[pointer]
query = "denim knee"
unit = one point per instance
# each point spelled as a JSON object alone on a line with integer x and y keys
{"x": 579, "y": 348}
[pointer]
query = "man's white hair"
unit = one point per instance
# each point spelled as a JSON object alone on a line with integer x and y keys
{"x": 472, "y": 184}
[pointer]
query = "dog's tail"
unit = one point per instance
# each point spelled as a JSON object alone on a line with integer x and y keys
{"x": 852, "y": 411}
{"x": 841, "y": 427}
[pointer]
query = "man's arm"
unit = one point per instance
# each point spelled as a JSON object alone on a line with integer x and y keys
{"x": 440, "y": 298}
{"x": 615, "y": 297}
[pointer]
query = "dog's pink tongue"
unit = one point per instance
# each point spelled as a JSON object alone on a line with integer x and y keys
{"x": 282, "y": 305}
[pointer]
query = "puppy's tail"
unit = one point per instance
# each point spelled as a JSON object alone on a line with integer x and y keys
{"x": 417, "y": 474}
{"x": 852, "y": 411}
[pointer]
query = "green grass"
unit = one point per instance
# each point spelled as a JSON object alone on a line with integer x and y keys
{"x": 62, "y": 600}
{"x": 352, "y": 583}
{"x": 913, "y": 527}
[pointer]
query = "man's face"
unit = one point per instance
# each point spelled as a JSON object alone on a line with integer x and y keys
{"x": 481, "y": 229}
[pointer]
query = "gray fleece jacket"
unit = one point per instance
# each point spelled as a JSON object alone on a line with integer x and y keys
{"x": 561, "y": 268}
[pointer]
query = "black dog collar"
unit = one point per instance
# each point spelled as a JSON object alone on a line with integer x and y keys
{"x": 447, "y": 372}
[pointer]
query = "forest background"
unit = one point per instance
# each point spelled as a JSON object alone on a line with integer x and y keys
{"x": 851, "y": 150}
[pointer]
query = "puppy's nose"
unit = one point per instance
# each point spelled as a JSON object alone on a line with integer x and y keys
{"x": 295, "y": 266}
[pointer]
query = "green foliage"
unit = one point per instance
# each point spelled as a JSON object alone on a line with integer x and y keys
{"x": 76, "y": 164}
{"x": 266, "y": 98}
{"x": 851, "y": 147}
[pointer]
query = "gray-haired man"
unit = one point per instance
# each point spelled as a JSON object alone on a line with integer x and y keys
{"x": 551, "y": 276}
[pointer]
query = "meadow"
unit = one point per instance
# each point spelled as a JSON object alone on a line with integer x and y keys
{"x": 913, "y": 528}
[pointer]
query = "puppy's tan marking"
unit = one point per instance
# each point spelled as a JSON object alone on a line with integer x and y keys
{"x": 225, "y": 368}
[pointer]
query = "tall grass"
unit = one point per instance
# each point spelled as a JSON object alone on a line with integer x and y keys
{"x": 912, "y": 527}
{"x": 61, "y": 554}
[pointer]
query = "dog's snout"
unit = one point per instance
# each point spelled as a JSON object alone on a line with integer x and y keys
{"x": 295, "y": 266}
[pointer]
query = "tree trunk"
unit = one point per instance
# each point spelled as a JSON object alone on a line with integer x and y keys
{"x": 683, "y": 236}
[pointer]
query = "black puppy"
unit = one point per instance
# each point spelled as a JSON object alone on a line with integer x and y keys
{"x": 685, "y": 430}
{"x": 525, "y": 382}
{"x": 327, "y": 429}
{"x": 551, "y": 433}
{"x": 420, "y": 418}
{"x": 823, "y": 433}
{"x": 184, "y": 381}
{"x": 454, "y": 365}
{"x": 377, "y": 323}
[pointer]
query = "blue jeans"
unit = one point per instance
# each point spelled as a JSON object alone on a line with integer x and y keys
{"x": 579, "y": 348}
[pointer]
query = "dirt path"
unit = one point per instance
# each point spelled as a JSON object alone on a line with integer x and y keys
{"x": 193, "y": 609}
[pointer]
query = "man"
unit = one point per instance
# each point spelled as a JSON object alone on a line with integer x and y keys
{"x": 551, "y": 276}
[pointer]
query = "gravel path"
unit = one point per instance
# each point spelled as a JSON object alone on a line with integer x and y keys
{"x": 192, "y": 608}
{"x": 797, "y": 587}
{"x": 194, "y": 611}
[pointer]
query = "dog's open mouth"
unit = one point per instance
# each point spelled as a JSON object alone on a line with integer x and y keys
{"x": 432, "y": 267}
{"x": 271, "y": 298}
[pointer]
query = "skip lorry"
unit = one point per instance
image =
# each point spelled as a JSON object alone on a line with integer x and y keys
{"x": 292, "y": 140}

---

# Required task:
Take the lines above and retype all of them exactly.

# Answer for the task:
[pointer]
query = "denim knee"
unit = one point per instance
# each point spelled as a JSON object alone on a line with integer x and y keys
{"x": 579, "y": 348}
[pointer]
query = "man's white hair"
unit = one point per instance
# each point spelled as a JSON object alone on a line with integer x and y keys
{"x": 472, "y": 184}
[pointer]
query = "dog's tail"
unit = one point per instance
# each point spelled as a JSON object alone on a line with integer x and y keys
{"x": 852, "y": 411}
{"x": 841, "y": 427}
[pointer]
query = "man's arm"
unit = one point per instance
# each point spelled as a JSON object alone on a line with integer x and y keys
{"x": 440, "y": 298}
{"x": 615, "y": 297}
[pointer]
query = "dog's pink tongue"
unit = one point per instance
# each point spelled as a JSON object alone on a line with integer x and y keys
{"x": 282, "y": 305}
[pointer]
query = "puppy's tail"
unit = one point per instance
# each point spelled as a JSON object alone on a line with integer x and y keys
{"x": 417, "y": 474}
{"x": 852, "y": 411}
[pointer]
query = "green grass"
unit = one point per instance
# each point spelled as a JSON object alone on a line with integer x and y keys
{"x": 62, "y": 600}
{"x": 352, "y": 583}
{"x": 913, "y": 527}
[pointer]
query = "man's face"
unit = one point per instance
# each point spelled as a JSON object alone on a line with integer x and y keys
{"x": 481, "y": 229}
[pointer]
query = "gray fleece jacket"
unit = one point per instance
# each point spelled as a JSON object alone on a line with integer x and y keys
{"x": 561, "y": 268}
[pointer]
query = "black dog collar"
unit = one point per instance
# each point spelled as a JSON object alone on a line with integer x and y keys
{"x": 447, "y": 372}
[pointer]
query = "forest background"
unit = one point per instance
# each point spelled as a JSON object alone on a line with integer x and y keys
{"x": 851, "y": 150}
[pointer]
query = "puppy's nose"
unit = one point per instance
# each point spelled as a JSON object alone on a line with integer x and y keys
{"x": 295, "y": 266}
[pointer]
query = "green foliage"
unit = one point per instance
# each point spelled as a JSON object alone on a line with integer x and y keys
{"x": 76, "y": 164}
{"x": 266, "y": 98}
{"x": 851, "y": 147}
[pointer]
query = "gray-haired man"
unit = one point per instance
# each point spelled as a JSON object alone on a line with integer x and y keys
{"x": 551, "y": 276}
[pointer]
query = "meadow"
unit = one point per instance
# each point spelled as a JSON object alone on a line with integer x and y keys
{"x": 913, "y": 528}
[pointer]
query = "puppy's tan marking"
unit = one point per instance
# each point spelled as a JSON object alone on a line with integer x and y keys
{"x": 225, "y": 368}
[pointer]
query = "tall grass"
unit = one point per instance
# each point spelled as a JSON object alone on a line with integer x and y keys
{"x": 912, "y": 527}
{"x": 61, "y": 554}
[pointer]
query = "dog's snout"
unit = one point per instance
# each point spelled as a JSON object alone on a line with integer x and y keys
{"x": 295, "y": 266}
[pointer]
query = "tree trunk"
unit = one point per instance
# each point spelled as a JSON object alone on a line with integer x and y keys
{"x": 683, "y": 236}
[pointer]
query = "black puppy"
unit = one point per instance
# each point spelled as a JSON object alone on a line with integer x and y keys
{"x": 685, "y": 430}
{"x": 525, "y": 382}
{"x": 327, "y": 429}
{"x": 551, "y": 433}
{"x": 420, "y": 418}
{"x": 823, "y": 433}
{"x": 184, "y": 381}
{"x": 454, "y": 365}
{"x": 377, "y": 323}
[pointer]
query = "blue jeans"
unit = one point per instance
# each point spelled as a JSON object alone on a line with integer x and y keys
{"x": 579, "y": 348}
[pointer]
query = "dirt path"
unit = one point per instance
# each point spelled as a JSON object alone on a line with integer x and y keys
{"x": 193, "y": 609}
[pointer]
query = "man"
unit = one point per instance
# each point spelled as a JSON object alone on a line with integer x and y keys
{"x": 551, "y": 276}
[pointer]
query = "gravel path"
unit = one point per instance
# each point spelled as a JSON object alone on a line with integer x and y keys
{"x": 192, "y": 608}
{"x": 797, "y": 587}
{"x": 194, "y": 611}
[pointer]
query = "dog's open mouth"
unit = one point per instance
# each point spelled as a JSON object alone on a line with integer x and y keys
{"x": 432, "y": 267}
{"x": 271, "y": 298}
[pointer]
query = "skip lorry"
unit = one point per instance
image =
# each point spelled as a JSON object alone on a line with integer x and y keys
{"x": 292, "y": 140}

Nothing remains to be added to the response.